PASSAGE PROVIDED:
──────────
1. Ability to be cured
Mental illnesses, even when very light, are near impossible to stop. A study has found
"in a sample of 26,527 people with depression, 53% did not make any reliable and clinically significant improvement in their symptoms after receiving a course of counseling. " One other article
noted the lingering power of mental illnesses:
"Once in treatment, your physician or psychologist rarely mentions the word “cure.” Cure is what doctors do for a broken wrist or scurvy. Set the wrist or give the patient a vitamin C shot, and voila! Done. Treating mental illness rarely results in a “cure,” per se. What it does result in is a person feeling better, getting better, and eventually no longer needing treatment (in most cases). But even then, rarely will a professional say, “Yes, you’re cured of your depression.”
Why is that? Why is there such a reluctance to invoke this magical word? I mean, cure literally means, “recovery or relief from a disease,” so if someone has recovered or has found relief from depression, why not say the person has been cured
I think our reluctance comes from the belief that mental illness is far more recurring than most diseases
in many people’s lives. If you have a bout of depression or a depressive episode, that doesn’t stop the depression
from coming back at some later time (even if successfully treated). Whereas once you’ve treated a broken wrist, it’s not going to return
(unless you break it again); once you’ve treated scurvy, it too won’t return if you prod the patient into drinking more orange juice or eating an orange once in awhile."
Let's compare ADHD to a broken wrist. Both are extremely annoying and severely impact your day-to-day life. But you can save a broken wrist. ADHD has no known cure, despite being only a mildly annoying mental illness. Even after you treat it, there is no guarantee that it will not come back. As you can see, mental illness is far far worse than physical illness.
──────────
Stored data entries:

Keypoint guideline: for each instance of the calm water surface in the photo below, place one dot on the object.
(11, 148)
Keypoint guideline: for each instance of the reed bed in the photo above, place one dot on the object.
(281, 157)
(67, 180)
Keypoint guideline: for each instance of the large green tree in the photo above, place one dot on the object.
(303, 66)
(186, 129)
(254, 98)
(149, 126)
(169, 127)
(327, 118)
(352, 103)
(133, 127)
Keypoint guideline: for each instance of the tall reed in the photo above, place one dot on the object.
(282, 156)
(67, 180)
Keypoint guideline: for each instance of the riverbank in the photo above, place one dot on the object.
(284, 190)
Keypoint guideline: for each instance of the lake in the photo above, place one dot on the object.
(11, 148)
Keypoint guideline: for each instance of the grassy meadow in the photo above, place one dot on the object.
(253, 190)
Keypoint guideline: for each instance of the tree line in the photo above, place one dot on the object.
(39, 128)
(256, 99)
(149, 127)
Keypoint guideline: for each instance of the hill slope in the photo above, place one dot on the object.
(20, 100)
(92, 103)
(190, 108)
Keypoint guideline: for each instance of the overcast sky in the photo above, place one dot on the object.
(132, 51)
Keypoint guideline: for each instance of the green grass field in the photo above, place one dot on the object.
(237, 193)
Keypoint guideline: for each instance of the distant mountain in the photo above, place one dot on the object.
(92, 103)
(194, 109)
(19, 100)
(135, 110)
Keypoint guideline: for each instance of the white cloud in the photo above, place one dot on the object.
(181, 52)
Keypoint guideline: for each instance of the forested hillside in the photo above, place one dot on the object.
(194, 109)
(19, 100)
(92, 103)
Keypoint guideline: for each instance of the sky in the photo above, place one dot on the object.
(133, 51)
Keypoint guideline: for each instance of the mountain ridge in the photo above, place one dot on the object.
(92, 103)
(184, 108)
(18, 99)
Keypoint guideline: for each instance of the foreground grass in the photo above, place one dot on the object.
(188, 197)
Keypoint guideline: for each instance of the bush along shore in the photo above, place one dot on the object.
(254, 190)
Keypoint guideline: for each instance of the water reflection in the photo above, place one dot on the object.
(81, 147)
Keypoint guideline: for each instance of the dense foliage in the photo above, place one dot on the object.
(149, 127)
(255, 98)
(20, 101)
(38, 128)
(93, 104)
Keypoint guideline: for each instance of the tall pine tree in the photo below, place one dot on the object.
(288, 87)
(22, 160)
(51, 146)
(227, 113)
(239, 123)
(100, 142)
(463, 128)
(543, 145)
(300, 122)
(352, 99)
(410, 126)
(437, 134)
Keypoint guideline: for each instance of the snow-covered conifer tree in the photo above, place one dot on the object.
──────────
REQUIRED ACTION 1:
According to the passage on curing mental illness, what percentage of the 26,527 people with depression in the study made no reliable and clinically significant improvement after counseling?
REQUIRED ACTION 2:
Continue the passage on curing mental illness, picking up after its final sentence.

EXPECTED OUTPUT 1:
53%

EXPECTED OUTPUT 2:
We see here
that 95% of the world has physical problems. Therefore that means 95% of people would be used to the problem stated in the premise. You would receive much knowledge and help because physical problems is much more common. On the other hand, only 1 in 4 people suffer from a mental disorder
. Now you know why people look down upon those who are mentally worse rather than physically worse. What is more common is more easy to adopt to (As you likely had had it before) and would be preferable as a result.
3. Loss of reality
On the extreme end of the mental disorder spectrum, we have dementia, disassociation from reality, and more madness. Perhaps this is comparable to being blind, or deaf, or mute. You lose an entire part of yourself and you can never experience the world the same way as other people. But while mental illness you are no longer yourself, other family members are distraught over having lost the true you, your physical problems despite being equally incurable, do not prevent you from looking clearly in life.
Conclusion: If you are shot in the chest, you could survive. If you lose your arm in an incident, but are saved in time, you will probably not die. But if you forget what makes you you, then, then you are truly as good as dead. That is why I will always take the physical ailment over the mental ailment.